Your reply should be the records below, duplicated exactly, with any picture removed.

▶ MATERIAL SHOWN:
|---|

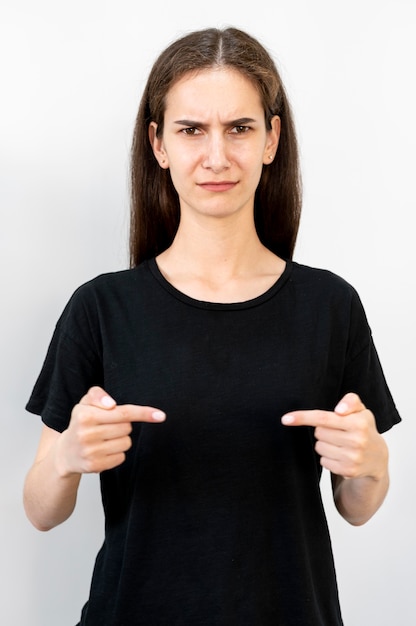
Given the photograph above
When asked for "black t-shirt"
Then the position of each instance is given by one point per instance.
(216, 517)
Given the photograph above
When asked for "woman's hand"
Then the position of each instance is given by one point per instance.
(351, 448)
(98, 435)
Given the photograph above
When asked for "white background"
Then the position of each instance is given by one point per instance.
(71, 78)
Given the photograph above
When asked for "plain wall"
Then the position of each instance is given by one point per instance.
(71, 79)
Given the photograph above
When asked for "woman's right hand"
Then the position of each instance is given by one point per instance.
(98, 435)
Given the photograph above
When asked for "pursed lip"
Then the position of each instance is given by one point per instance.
(221, 185)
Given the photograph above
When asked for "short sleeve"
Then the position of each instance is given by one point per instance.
(363, 371)
(72, 365)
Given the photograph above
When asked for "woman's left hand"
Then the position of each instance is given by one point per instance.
(347, 439)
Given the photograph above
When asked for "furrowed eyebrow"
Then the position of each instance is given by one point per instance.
(242, 121)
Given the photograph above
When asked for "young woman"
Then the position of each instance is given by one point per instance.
(211, 382)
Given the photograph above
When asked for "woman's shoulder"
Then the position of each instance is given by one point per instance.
(319, 277)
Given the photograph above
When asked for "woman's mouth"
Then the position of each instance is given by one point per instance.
(223, 185)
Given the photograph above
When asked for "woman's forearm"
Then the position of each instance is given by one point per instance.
(357, 499)
(49, 495)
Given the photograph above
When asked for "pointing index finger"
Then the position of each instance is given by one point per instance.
(313, 418)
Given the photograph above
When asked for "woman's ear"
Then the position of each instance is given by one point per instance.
(157, 146)
(273, 136)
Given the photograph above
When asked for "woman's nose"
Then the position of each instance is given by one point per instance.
(216, 155)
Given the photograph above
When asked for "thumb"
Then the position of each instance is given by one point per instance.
(96, 396)
(350, 403)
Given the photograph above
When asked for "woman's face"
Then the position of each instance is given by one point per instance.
(215, 141)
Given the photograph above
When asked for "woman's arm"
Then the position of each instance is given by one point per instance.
(96, 439)
(49, 497)
(354, 452)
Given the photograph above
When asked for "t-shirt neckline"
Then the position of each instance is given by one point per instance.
(246, 304)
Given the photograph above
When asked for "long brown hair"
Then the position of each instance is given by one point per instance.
(155, 209)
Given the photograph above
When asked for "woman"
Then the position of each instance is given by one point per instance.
(258, 371)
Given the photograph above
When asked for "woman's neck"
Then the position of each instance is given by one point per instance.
(219, 263)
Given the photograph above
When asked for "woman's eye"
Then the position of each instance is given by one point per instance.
(190, 131)
(240, 130)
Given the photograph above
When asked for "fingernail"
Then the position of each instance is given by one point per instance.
(107, 402)
(159, 416)
(341, 408)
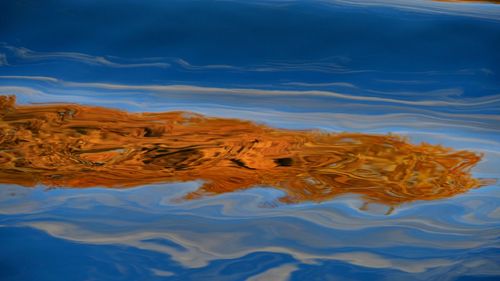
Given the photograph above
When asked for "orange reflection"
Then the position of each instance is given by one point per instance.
(67, 145)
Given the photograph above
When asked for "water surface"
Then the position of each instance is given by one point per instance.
(423, 71)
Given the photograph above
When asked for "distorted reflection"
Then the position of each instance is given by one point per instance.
(69, 145)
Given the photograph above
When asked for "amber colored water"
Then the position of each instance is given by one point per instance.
(79, 146)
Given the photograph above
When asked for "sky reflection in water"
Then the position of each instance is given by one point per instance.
(425, 70)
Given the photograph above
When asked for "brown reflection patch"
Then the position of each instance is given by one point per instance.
(67, 145)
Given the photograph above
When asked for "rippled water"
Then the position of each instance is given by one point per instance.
(426, 71)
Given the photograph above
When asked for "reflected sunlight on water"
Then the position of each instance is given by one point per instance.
(236, 140)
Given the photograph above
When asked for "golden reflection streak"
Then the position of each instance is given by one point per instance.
(69, 145)
(470, 1)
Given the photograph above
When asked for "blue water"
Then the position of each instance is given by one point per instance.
(426, 70)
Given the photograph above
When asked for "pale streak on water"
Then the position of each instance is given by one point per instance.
(437, 239)
(145, 233)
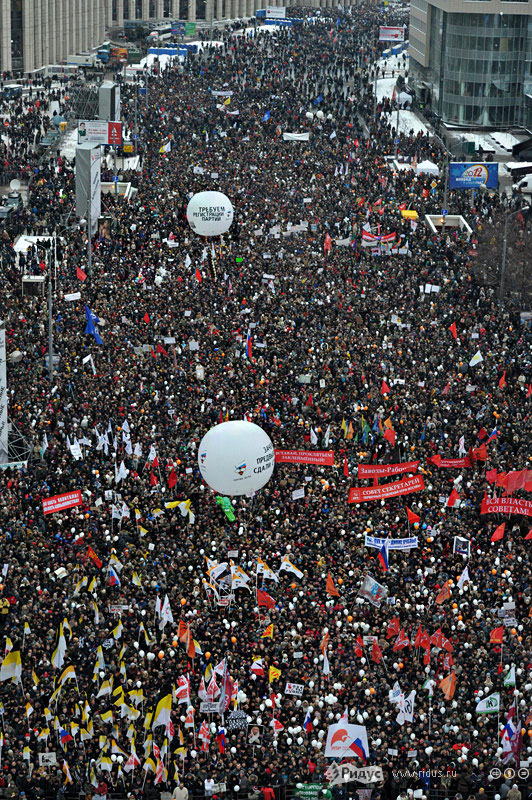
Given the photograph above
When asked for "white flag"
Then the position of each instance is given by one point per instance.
(490, 704)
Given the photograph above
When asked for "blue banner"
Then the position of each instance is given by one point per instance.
(468, 175)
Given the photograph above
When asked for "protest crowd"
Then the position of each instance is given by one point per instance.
(337, 323)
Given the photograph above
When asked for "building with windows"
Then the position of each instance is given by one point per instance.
(38, 32)
(471, 60)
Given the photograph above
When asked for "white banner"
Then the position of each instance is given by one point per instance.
(296, 137)
(389, 34)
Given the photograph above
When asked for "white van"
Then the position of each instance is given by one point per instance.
(525, 184)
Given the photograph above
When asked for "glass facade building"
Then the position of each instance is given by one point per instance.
(471, 66)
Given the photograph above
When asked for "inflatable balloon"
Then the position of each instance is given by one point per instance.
(236, 458)
(210, 213)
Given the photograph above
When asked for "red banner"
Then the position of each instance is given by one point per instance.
(406, 486)
(506, 505)
(385, 470)
(60, 502)
(449, 463)
(322, 457)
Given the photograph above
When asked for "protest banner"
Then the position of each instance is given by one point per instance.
(406, 486)
(60, 502)
(506, 505)
(386, 470)
(322, 457)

|---|

▶ RESPONSE TO THIS EXERCISE:
Given the photograph above
When asked for "black t-shirt"
Then the position of each instance is given by one point per instance.
(216, 517)
Given the photograph above
When asked for "woman's hand"
Then the position of each instance is given by one point per instance.
(351, 448)
(98, 435)
Given the photograph above
When asked for "white background"
Then the position of each instance is given by one point per instance.
(71, 78)
Given the photograph above
When asked for "plain wall"
Then the position of each instance is given by one point per instance.
(71, 79)
Given the photograph above
When asked for "woman's right hand"
Then the position of each instance is given by one point per instance.
(98, 435)
Given the photograph above
When asked for "pursed lip"
Then the position of each instance is given by one point per instance.
(221, 185)
Given the photograph above
When asked for "short sleeve"
Then the position of each instance is given by one point per instance.
(363, 371)
(72, 365)
Given the photograph above
When asked for "woman's left hand"
Then the position of each instance is given by one point per instance.
(347, 439)
Given the photograph above
When asked for "furrowed eyebrow"
Then the position of each instance is given by one point per instance.
(242, 121)
Given the photograph above
When asked for "young woman"
Then the position of each instance is given by one point per instance.
(211, 382)
Given the photograph above
When asked for "woman's shoulder"
Then the position of each instance is given by one point per instance.
(319, 277)
Given the photograph above
When asked for "woman's mouth"
Then the position of each instance is given by one point per instance.
(223, 185)
Given the photograph above
When asked for "woman's forearm"
Then the position of each instance is given by one point per instance.
(357, 499)
(49, 495)
Given the photograph above
When asked for "pointing index finger"
Then the position of each instance is given by one point per instance.
(313, 418)
Given the photograph above
When asked for "woman's ear"
Then the position of each instance is given by one point per instance.
(157, 146)
(273, 136)
Given the photograph above
When asked for "woman's nose"
Then the position of each instance is given by one point per instance.
(216, 155)
Given the photograph above
When asked for "thumb"
Then the position of each instance is given by one point per instance.
(96, 396)
(350, 403)
Given the photograph above
When asked for "woman's face"
Then the position of each instance is given by one point per instance.
(215, 141)
Given the photograph above
When asked for "woman's arm"
Then the position of each instance is given by one point per instance.
(96, 439)
(49, 497)
(354, 452)
Given the photograph above
When asked for "t-shirt neckline"
Then the position of each instance is given by one point per instance.
(246, 304)
Given the photograph above
When asked for "long brown hair"
Then the position of each instance is given by one point per instance.
(155, 209)
Given the photograph above
When asked for "woman"
Then the position of each instance is given by one point per instance.
(258, 371)
Given the photograph above
When asked for "woman's neck"
Then the position of each instance is given by one point per instance.
(219, 263)
Given the photograph above
When asked for "woman's eye"
Then the position of each instance is given by one point per instance.
(190, 131)
(240, 130)
Given the photograph above
When asked for "fingernail"
Then the position of each instance is given by one point per instance.
(107, 402)
(159, 416)
(341, 408)
Given the photograph above
When asked for "orange reflection"
Then the position of each instance is given by one point per instance.
(67, 145)
Given the photograph above
When asked for "water surface"
Then the position of each instance is given by one point per instance.
(423, 71)
Given the photograph above
When asked for "distorted reflection"
Then the position of each instance is given by one point per instance.
(69, 145)
Given the photograph above
When asked for "amber colored water"
Then the position of each instance is given by one point per instance.
(79, 146)
Given the photograph above
When asked for "sky reflection in water"
Then the position of each instance is given by one point per instance.
(425, 70)
Given the photograph above
When asked for "brown reflection patch"
Then the position of each instance is given by one point per instance.
(67, 145)
Given the photograph above
When asked for "rippled water"
Then the position of each instance is given by one point per instance.
(426, 71)
Given the photograph above
When asked for "reflected sunlight on water"
Then the position of each instance is given by one point per instance.
(236, 140)
Given the photograph above
When asked for "golden reflection streak"
Then the position of each instance is given by one point per instance.
(69, 145)
(470, 1)
Given the photograph above
When asked for "blue water"
Then the position of each instance is given by one point per instance.
(426, 70)
Given the photograph above
When asked for "pale streak on water"
Then the position of each instance is given by one point per instance.
(437, 239)
(145, 233)
Given the photograph above
When asked for "white flag"
Then the position of each instance is given by one point per instance.
(490, 704)
Given the photograph above
When asked for "blue banner"
Then the position of each instance is given by one point per instance.
(468, 175)
Given the photograph above
When asked for "protest crowd"
Then the position of each instance is given by one point per instance.
(337, 323)
Given the photograph above
When asked for "building with windows"
Then the position of each instance is given by one point per instance.
(38, 32)
(471, 60)
Given the photograph above
When asked for "white banner"
Then the position of each instance is given by one point per instance.
(296, 137)
(389, 34)
Given the photograph above
When asked for "white van"
Then the position of each instance is given by one point per instance.
(525, 184)
Given the photograph above
When asked for "glass facade building"
Then the position of each instance is given by one point per instance.
(471, 66)
Given the photograph above
When asked for "inflatable balloon"
Then the position of each instance is given by one point per instance.
(236, 458)
(210, 213)
Given the photograph above
When asked for "red banner"
Then the position of each instance is given by one point per instance.
(406, 486)
(506, 505)
(385, 470)
(60, 502)
(449, 463)
(322, 457)
Given the photograph above
When asked for "protest banner"
Then the position of each instance is given by one point per instance.
(406, 486)
(60, 502)
(506, 505)
(386, 470)
(322, 457)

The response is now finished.